Most notably this government doesn't have a majority in the Flemish language group, as the two largest political parties in Flanders (and simultaneously in all of Belgium) are part of the opposition: N-VA and Vlaams Belang. Other opposition parties are the Francophone parties Les Engagés (known as cdH until March 2022) and DéFI and the nationwide PVDA-PTB.

Composition 
The Constitution requires an equal number of Dutch- and French-speaking ministers (regardless of the Prime Minister) and with all parties requiring some positions, the number of members in the Government has increased considerably, from 12 to 14 ministers with an additional 5 extra Secretaries of State for a total of 7 extra members in the Government compared to the previous Wilmès II Government.

Entries of labeled points
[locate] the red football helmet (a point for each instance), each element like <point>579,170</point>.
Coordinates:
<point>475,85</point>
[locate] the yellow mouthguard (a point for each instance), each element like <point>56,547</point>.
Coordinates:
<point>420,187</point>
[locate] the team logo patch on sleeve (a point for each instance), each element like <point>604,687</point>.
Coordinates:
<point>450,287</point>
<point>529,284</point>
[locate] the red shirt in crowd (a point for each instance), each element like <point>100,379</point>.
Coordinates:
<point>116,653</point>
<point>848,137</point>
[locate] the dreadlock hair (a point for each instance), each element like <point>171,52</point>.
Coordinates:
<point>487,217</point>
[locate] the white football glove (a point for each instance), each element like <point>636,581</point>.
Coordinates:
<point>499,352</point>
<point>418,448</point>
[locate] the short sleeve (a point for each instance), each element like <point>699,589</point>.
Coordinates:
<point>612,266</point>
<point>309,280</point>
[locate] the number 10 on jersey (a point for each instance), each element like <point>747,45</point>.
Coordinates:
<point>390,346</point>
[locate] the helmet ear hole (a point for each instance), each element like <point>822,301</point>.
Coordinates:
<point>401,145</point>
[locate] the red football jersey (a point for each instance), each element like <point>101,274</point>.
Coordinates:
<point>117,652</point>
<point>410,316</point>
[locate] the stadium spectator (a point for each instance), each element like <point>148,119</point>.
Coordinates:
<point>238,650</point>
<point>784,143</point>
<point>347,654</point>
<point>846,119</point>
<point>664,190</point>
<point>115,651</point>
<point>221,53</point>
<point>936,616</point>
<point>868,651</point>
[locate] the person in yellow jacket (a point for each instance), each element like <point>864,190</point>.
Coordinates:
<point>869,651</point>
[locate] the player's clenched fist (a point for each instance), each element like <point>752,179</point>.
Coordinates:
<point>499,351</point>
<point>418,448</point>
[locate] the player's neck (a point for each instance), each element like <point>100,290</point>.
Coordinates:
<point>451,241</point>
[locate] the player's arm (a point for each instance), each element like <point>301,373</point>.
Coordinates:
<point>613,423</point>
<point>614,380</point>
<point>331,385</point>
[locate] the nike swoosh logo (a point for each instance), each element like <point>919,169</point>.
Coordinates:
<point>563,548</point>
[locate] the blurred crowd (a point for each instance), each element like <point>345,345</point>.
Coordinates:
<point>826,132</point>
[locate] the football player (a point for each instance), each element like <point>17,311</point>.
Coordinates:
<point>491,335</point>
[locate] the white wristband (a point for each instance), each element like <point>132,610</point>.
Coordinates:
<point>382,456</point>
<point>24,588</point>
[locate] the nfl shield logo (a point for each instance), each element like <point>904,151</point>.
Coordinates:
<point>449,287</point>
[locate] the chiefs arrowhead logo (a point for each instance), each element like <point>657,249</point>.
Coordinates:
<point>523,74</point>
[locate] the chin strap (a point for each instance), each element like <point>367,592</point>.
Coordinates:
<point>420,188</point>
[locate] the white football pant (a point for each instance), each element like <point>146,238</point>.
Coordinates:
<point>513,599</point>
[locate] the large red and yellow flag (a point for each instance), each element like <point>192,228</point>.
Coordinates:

WHAT TO DO
a – Name every opposition party mentioned in the text on Belgium's government.
b – Go on writing the text on Belgium's government, picking up after its final sentence.
The entries have no connection to the text on Belgium's government.

ANSWERS GIVEN
a – N-VA, Vlaams Belang, Les Engagés, DéFI, PVDA-PTB

b –
With several new parties coming in to the government and many existing parties replacing their ministers, only three ministers remain which were already present in the Wilmès II Government: Prime Minister Alexander De Croo (who was Minister of Development Cooperation, Finance and fighting Fiscal Fraud), the previous Prime Minister Sophie Wilmès who now becomes Minister of Foreign Affairs and David Clarinval who moves from Minister of Budget, Civil Service, National Lottery and Scientific Policy to Minister of the Middle Class, SMEs, Self-employed, Agriculture, and Institutional Affairs. A large number of government members were relatively unknown at the time of their appointment, as several parties decided to opt for new faces instead of familiar ones. One notable returnee is Frank Vandenbroucke who, after a nine-year break from politics, returns to become Minister of Health and Social Affairs, and has held multiple positions in the period 1994–2009, including Ministers of Foreign Affairs, Social Affairs, Labor, and Pensions.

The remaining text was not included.